### OBJECTIVE
Would you copy only the lines below, beginning with the one that contains "the dark hill" and running through the last entry line?

### RECORDS
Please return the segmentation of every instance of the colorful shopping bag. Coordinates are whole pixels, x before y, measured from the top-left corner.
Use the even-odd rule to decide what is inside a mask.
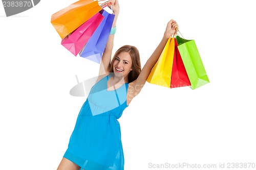
[[[75,31],[62,39],[61,44],[76,56],[103,18],[101,14],[96,13]]]
[[[79,53],[80,57],[98,63],[100,63],[115,18],[114,14],[110,14],[104,10],[100,13],[104,19]]]
[[[97,1],[80,0],[53,14],[51,22],[63,38],[101,9]]]
[[[174,49],[175,39],[170,37],[146,80],[148,83],[170,88]]]
[[[176,36],[178,48],[189,79],[192,89],[209,82],[195,40]]]
[[[178,48],[178,43],[175,38],[175,50],[170,88],[187,86],[190,85],[187,71]]]

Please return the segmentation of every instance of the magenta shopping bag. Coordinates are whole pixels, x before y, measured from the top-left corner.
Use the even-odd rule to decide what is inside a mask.
[[[115,18],[114,14],[110,14],[104,10],[99,12],[104,19],[79,53],[80,57],[98,63],[100,63]]]
[[[75,56],[86,44],[104,17],[99,12],[61,40],[61,44]]]

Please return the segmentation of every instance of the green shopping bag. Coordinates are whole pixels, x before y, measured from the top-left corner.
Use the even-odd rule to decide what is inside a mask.
[[[176,36],[180,52],[192,89],[209,83],[195,40]]]

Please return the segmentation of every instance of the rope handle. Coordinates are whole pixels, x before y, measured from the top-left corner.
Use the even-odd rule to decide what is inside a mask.
[[[98,0],[98,2],[105,1],[105,0]],[[99,4],[100,4],[100,7],[101,7],[102,9],[103,9],[104,8],[111,5],[111,3],[108,3],[108,2],[105,2],[104,3],[99,3]]]
[[[176,28],[175,29],[175,30],[176,30],[176,31],[177,31],[177,32],[176,32],[176,33],[177,33],[177,34],[177,34],[177,35],[179,35],[179,36],[180,37],[180,35],[178,34],[178,32],[180,32],[180,35],[181,35],[181,36],[182,37],[182,38],[183,38],[183,39],[185,39],[185,38],[184,38],[183,36],[182,35],[182,34],[181,34],[181,33],[180,33],[180,31],[179,30],[179,29],[177,29],[177,28]]]

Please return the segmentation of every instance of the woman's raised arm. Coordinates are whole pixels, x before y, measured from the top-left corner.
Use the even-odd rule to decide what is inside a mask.
[[[119,13],[119,4],[118,0],[110,0],[109,2],[111,3],[111,7],[115,14],[115,18],[112,25],[112,28],[116,27],[116,23]],[[109,8],[109,7],[106,7]],[[99,76],[105,75],[109,73],[110,67],[110,61],[112,55],[112,50],[114,46],[114,35],[110,35],[109,39],[105,47],[105,50],[101,58],[101,61],[100,64]]]
[[[151,70],[160,56],[168,39],[175,33],[175,29],[177,28],[178,28],[178,23],[174,20],[172,19],[168,22],[164,36],[159,44],[146,61],[138,78],[130,84],[129,86],[131,87],[128,90],[129,98],[127,98],[127,103],[130,103],[132,99],[140,92]]]

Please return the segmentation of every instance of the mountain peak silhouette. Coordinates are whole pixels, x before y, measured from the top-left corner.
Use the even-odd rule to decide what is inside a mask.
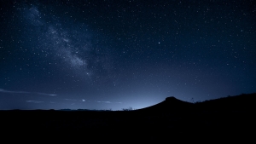
[[[181,111],[187,110],[193,104],[190,102],[183,101],[177,99],[174,96],[166,97],[166,100],[162,102],[160,102],[156,105],[143,108],[141,110],[146,111],[155,111],[155,112],[163,112],[163,111]]]

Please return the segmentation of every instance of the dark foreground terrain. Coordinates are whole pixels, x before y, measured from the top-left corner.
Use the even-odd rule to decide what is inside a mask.
[[[44,138],[61,134],[127,141],[227,135],[247,139],[255,134],[255,97],[254,93],[196,103],[168,97],[134,111],[0,111],[0,124],[6,135]]]

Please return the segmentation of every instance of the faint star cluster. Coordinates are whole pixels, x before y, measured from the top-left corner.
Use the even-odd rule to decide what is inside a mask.
[[[1,1],[0,109],[141,108],[255,92],[255,3]]]

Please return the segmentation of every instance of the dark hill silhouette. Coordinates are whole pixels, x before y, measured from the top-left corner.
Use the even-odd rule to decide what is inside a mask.
[[[255,108],[256,93],[242,94],[236,96],[222,97],[202,102],[190,103],[180,101],[173,96],[167,97],[156,105],[138,109],[138,112],[184,112],[195,111],[251,111]]]
[[[211,111],[251,111],[255,108],[256,93],[242,94],[236,96],[222,97],[218,99],[196,102],[197,110]]]
[[[193,107],[193,103],[180,101],[173,96],[167,97],[162,102],[156,105],[139,109],[141,112],[175,112],[187,111]]]

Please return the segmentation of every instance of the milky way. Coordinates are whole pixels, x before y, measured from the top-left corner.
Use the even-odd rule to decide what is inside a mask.
[[[0,109],[142,108],[255,92],[253,0],[0,5]]]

### TASK RESULT
Please return the segmentation of every instance of the dark hill silhouette. Coordinates are whole pixels, x before y, measured from the top-left corner.
Use the even-odd rule to decide what is inside a mask.
[[[255,108],[256,93],[242,94],[236,96],[222,97],[202,102],[190,103],[180,101],[173,96],[167,97],[156,105],[138,109],[138,112],[184,112],[195,111],[251,111]]]
[[[211,111],[251,111],[255,108],[256,93],[242,94],[236,96],[222,97],[218,99],[196,102],[197,110]]]
[[[193,107],[193,103],[180,101],[173,96],[167,97],[162,102],[156,105],[139,109],[141,112],[175,112],[187,111]]]

Please return the segmentation of every instance of the milky way. Coordinates are whole pixels, x before y, measured from the top-left corner.
Use the even-odd rule to decide what is inside a mask.
[[[0,109],[142,108],[255,92],[253,0],[0,5]]]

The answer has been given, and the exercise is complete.